• EXERCISE OBJECTIVE
Starting at the line that holds "the man with", set down each line through the end of the listing, exactly as written and with nothing added.
# start of INFORMATION SHOWN
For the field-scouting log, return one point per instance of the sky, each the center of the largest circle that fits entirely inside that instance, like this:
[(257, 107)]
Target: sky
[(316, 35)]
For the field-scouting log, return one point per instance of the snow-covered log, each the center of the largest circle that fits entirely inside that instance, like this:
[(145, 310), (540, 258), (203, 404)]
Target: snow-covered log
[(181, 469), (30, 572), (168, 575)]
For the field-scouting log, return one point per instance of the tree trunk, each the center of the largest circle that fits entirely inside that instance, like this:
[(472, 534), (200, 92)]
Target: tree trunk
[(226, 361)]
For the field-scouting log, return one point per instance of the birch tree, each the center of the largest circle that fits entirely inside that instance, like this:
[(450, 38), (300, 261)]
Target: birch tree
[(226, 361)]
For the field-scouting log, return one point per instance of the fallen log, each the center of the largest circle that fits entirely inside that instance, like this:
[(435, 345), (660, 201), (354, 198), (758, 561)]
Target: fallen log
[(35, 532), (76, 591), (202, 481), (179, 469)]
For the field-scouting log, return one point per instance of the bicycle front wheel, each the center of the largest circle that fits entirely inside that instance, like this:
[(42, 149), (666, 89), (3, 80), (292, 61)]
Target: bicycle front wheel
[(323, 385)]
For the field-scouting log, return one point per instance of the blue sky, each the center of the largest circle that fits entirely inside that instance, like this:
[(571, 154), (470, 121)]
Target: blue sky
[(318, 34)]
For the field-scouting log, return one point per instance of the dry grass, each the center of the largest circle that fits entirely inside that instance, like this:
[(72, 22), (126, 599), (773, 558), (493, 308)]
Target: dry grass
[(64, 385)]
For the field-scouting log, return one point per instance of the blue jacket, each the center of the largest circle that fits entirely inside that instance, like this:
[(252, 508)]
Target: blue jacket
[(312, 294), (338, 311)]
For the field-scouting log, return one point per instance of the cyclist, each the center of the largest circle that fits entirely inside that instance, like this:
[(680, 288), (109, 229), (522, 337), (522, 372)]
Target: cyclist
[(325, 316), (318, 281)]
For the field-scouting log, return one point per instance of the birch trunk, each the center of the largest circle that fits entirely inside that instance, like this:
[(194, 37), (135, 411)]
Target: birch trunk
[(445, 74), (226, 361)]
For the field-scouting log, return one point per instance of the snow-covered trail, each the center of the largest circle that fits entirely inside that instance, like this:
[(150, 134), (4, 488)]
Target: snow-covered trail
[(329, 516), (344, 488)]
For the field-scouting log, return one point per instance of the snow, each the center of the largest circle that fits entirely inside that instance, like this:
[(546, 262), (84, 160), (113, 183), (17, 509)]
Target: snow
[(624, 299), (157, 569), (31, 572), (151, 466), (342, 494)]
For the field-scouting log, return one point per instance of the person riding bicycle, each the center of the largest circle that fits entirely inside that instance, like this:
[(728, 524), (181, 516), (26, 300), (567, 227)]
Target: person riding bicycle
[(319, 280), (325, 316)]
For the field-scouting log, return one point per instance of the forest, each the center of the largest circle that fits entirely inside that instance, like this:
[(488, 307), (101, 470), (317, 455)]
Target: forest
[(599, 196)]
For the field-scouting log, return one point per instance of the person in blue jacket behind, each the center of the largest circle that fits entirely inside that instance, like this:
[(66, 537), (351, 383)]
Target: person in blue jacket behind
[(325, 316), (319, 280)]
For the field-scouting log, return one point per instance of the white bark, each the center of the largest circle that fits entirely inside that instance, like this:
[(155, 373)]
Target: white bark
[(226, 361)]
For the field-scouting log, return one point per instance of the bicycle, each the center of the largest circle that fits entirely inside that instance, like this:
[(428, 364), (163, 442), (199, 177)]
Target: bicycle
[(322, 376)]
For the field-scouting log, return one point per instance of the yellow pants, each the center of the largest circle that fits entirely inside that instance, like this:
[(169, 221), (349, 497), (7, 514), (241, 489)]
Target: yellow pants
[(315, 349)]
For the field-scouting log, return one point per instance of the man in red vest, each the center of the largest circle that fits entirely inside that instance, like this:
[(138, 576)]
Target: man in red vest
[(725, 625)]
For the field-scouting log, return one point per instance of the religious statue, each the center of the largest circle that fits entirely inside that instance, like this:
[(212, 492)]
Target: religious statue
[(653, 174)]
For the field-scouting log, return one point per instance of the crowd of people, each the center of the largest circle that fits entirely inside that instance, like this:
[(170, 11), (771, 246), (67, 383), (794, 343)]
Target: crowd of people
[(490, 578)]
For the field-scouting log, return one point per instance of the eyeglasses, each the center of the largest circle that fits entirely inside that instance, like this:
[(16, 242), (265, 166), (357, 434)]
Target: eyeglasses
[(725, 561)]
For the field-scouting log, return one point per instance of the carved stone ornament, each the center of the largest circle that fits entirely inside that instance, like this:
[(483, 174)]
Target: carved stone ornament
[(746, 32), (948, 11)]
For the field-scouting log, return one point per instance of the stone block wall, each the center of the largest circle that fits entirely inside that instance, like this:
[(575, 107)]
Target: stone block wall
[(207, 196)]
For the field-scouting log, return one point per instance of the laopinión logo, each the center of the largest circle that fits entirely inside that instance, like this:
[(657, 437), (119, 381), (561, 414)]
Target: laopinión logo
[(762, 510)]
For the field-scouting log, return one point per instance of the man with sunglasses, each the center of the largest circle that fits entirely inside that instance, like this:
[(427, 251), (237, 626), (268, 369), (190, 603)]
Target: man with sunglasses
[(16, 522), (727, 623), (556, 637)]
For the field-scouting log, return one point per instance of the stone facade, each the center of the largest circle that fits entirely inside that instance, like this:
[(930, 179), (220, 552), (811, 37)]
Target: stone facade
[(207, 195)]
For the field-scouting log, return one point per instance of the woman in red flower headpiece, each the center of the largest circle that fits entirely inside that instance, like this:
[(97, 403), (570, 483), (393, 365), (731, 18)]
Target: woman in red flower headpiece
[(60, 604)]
# end of INFORMATION SHOWN
• WRITTEN RESPONSE
For the field-scouting log, return one point per instance of the man with sunglasses, each the center of the largest circle that fits entirely inside that instance, like this:
[(427, 251), (237, 626), (268, 369), (190, 603)]
Target: man with sunglasses
[(16, 522), (727, 623), (556, 637)]
For the field-scouting log, return one point per instance of the stone facade, each the center of the largest circle that fits entirely inside that instance, like this:
[(930, 179), (220, 552), (811, 37)]
Target: stone facade
[(207, 195)]
For the field-scouting log, return one point per instance of the woman in red flower headpiece, each the center of the largest circle that fits entirely inside that instance, like this:
[(97, 403), (570, 483), (393, 365), (731, 18)]
Target: woman in red flower headpiece
[(60, 604)]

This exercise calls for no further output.